Given problem –
Edit the rows below so that every "Markers" becomes "Points", keeping everything else unchanged. Leave the pictures out of your answer.

··· Input for this task ···

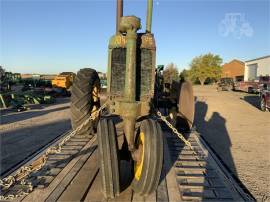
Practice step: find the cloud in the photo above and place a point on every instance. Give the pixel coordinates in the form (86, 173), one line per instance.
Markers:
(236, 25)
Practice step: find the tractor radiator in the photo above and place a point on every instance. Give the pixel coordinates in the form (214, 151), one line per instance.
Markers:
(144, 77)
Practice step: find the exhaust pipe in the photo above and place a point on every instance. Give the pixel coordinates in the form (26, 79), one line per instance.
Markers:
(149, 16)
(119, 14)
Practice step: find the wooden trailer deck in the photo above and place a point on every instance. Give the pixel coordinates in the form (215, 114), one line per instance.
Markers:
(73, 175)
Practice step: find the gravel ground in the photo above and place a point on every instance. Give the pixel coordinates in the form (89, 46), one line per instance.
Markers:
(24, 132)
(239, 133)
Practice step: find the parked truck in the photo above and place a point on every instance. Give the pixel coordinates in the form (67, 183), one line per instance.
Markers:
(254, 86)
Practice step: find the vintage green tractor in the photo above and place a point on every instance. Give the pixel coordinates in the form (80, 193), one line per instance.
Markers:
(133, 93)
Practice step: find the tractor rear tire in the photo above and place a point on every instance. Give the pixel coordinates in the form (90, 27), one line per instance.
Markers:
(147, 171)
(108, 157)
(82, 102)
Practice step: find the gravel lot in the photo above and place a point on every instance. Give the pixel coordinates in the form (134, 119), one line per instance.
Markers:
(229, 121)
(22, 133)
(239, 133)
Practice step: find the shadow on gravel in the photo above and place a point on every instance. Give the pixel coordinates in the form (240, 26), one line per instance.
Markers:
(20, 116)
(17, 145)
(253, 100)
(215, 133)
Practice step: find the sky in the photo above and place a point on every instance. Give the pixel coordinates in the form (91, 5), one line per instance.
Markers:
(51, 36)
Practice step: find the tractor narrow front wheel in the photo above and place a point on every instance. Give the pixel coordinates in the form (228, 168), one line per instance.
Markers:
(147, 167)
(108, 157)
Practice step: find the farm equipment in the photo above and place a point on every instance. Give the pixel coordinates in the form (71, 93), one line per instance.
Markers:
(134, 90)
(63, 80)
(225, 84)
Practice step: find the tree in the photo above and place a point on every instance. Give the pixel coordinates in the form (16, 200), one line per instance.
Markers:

···

Answer for the task –
Practice step: find the cloud in the photo above and place a point on every instance. Give the pixel coordinates in the form (86, 173), one line per instance.
Points:
(236, 25)
Practice step: find the tractor radiator in the photo above and place a point on every instance. Give the pixel coordinates in the form (214, 151), one line per instance.
Points:
(144, 77)
Practice step: find the exhaust pipe in the photo above and place a point on every instance. Give the pixel coordinates in the form (26, 79), one line per instance.
Points:
(149, 16)
(119, 14)
Practice step: find the wooden trailer deck in the photo above and place a point on every instance. Give the pixel coordinates in the form (215, 114), one line per instance.
Points:
(73, 175)
Practice step: find the gravel ground in the photo above and place a point on every instance. Give the pixel coordinates in the form (89, 46), one line per instance.
Points:
(24, 132)
(239, 133)
Practice step: find the parked truck in the photo above and place a point on every instance. Give the pixel coordinates in the form (67, 183), one line per instance.
Points:
(254, 86)
Practice step: find the vintage green tractor in the photo above and place a point on every instance. Give the pixel coordinates in the form (80, 193), one line per instance.
Points:
(133, 93)
Practice step: find the tractor rear tire in the photo above and place a point on every instance. Give the pixel coordinates in the form (90, 27), one line per instance.
Points:
(147, 171)
(108, 157)
(82, 102)
Practice step: find the gravel lot in the photo above and place a point on every instance. Give the pixel coordinates in the form (134, 119), one line per instance.
Points:
(229, 121)
(22, 133)
(239, 133)
Practice step: find the shadow on gravel in the photo above and place a point on every instance. Give the pixel coordinates in the form (240, 26), one line per instance.
Points:
(20, 116)
(17, 145)
(253, 100)
(215, 133)
Practice step: find the sky in the photo above and place a point on every instance. Give the pixel coordinates in the form (91, 5), one line per instance.
Points:
(51, 36)
Practice step: find the tractor narrow front wheel in the photo above and place a point on every instance. Give the pixel coordinates in the form (228, 168), one line per instance.
Points:
(147, 167)
(108, 157)
Practice step: find the farm equipment in the photo above and place a point on every instance. Give the pixel coordinates in the form (71, 93), one line per instance.
Points:
(134, 90)
(63, 80)
(225, 84)
Practice step: find the tree in the photo above and place a point on every instance. Give the pixel coordinates in the form (16, 200), one line per instance.
Points:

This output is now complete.